# Document excerpt:
****************

There were about 2 large boar, several sow and tons of little piglets all rutting around about 80 yards ahead of us. My cousin and I at least both had weapons.
The second we started shooting at them they ran right at us, all 15 something of them. My cousin killed one of the boar right off the bat, but we still had 1 more really angry one running at and the sows weren’t so happy either.
We pretty much emptied every single round we had before they were about 15 yards away and since we didn’t expect them to run at us we left our pistols in the truck.
At this point we had no ammunition, two sows had run to our side, but the hog (200+ pounds) was barreling at us, tusks and all.
You do not want to get gored up by one of these guys. My cousin, no joke, grabs the barrel of his rifle with both of his hands and hits it square in the front of both of his legs and he faceplants in front of me.
I immediately jumped around behind him and pulled his hind legs out from under him so he couldn’t get back up.

****************

# Extracted records:
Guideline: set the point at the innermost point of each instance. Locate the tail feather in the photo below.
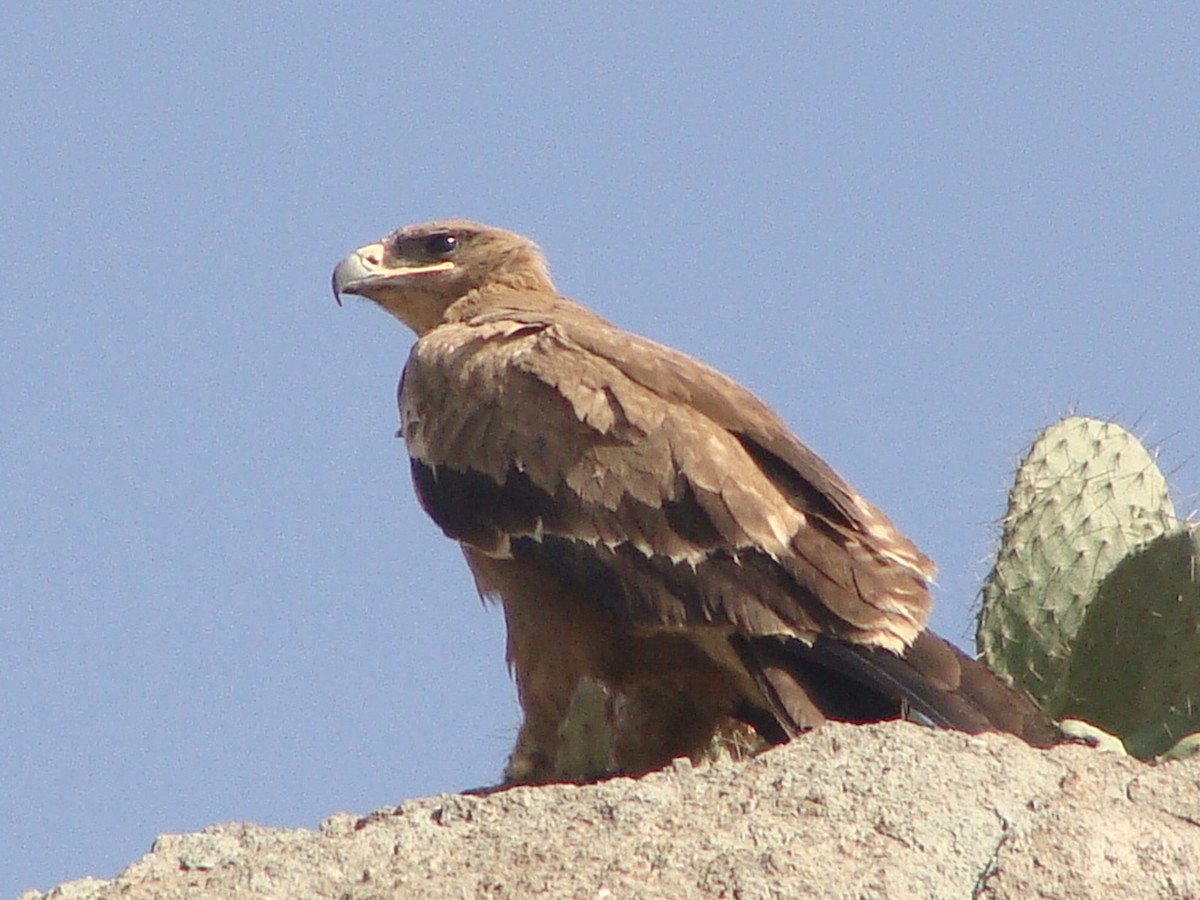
(862, 684)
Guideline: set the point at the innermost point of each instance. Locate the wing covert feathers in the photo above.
(651, 528)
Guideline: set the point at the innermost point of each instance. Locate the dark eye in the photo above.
(443, 244)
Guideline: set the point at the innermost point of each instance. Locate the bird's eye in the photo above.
(443, 244)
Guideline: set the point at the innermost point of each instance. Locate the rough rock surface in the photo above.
(874, 811)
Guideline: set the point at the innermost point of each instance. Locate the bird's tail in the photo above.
(805, 684)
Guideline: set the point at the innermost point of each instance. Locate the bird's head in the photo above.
(419, 271)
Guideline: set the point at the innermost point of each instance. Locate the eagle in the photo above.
(648, 525)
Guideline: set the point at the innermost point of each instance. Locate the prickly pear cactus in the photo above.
(1085, 496)
(1135, 663)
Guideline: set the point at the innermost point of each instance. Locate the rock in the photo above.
(889, 810)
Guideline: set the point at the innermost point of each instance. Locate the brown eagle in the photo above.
(648, 523)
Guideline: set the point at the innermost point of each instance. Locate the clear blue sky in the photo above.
(918, 234)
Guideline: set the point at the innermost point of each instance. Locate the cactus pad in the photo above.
(1086, 495)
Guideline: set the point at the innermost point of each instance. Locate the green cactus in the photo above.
(1135, 663)
(1086, 495)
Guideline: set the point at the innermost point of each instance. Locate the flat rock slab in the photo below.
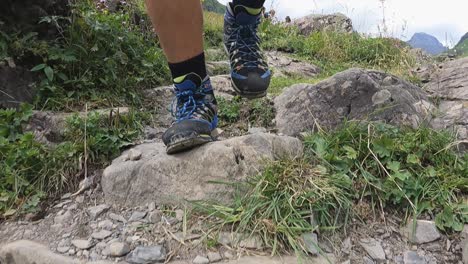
(28, 252)
(171, 179)
(355, 94)
(449, 88)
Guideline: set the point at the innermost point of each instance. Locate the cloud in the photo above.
(403, 17)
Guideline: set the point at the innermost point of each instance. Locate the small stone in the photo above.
(144, 255)
(95, 211)
(64, 218)
(256, 130)
(82, 244)
(411, 257)
(154, 217)
(103, 234)
(425, 232)
(214, 257)
(63, 250)
(118, 249)
(106, 224)
(117, 218)
(133, 155)
(79, 199)
(179, 214)
(373, 248)
(137, 216)
(311, 243)
(200, 260)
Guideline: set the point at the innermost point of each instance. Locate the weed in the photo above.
(414, 171)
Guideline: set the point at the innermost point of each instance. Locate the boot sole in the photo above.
(242, 93)
(188, 143)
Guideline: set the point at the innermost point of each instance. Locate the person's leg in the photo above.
(250, 75)
(179, 25)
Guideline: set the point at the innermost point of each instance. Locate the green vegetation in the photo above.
(96, 49)
(357, 171)
(32, 170)
(213, 6)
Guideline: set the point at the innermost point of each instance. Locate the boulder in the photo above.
(316, 23)
(16, 85)
(285, 66)
(449, 89)
(355, 94)
(164, 179)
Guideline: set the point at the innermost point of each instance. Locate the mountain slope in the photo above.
(213, 6)
(428, 43)
(461, 49)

****************

# Exercises:
**A.** Repeat the part of the hog hunting account starting at "We pretty much" and ending at "tusks and all.", word for word.
**B.** For each statement below, say yes or no according to the hog hunting account, and quote the words that decide it: (i) The animals were about 80 yards ahead when first seen. (ii) The pistols were on hand during the encounter. (iii) The cousin killed one of the boar right away.

# Solution list:
**A.**
We pretty much emptied every single round we had before they were about 15 yards away and since we didn’t expect them to run at us we left our pistols in the truck.
At this point we had no ammunition, two sows had run to our side, but the hog (200+ pounds) was barreling at us, tusks and all.

**B.**
(i) Yes: "rutting around about 80 yards ahead of us"
(ii) No: "we left our pistols in the truck"
(iii) Yes: "My cousin killed one of the boar right off the bat"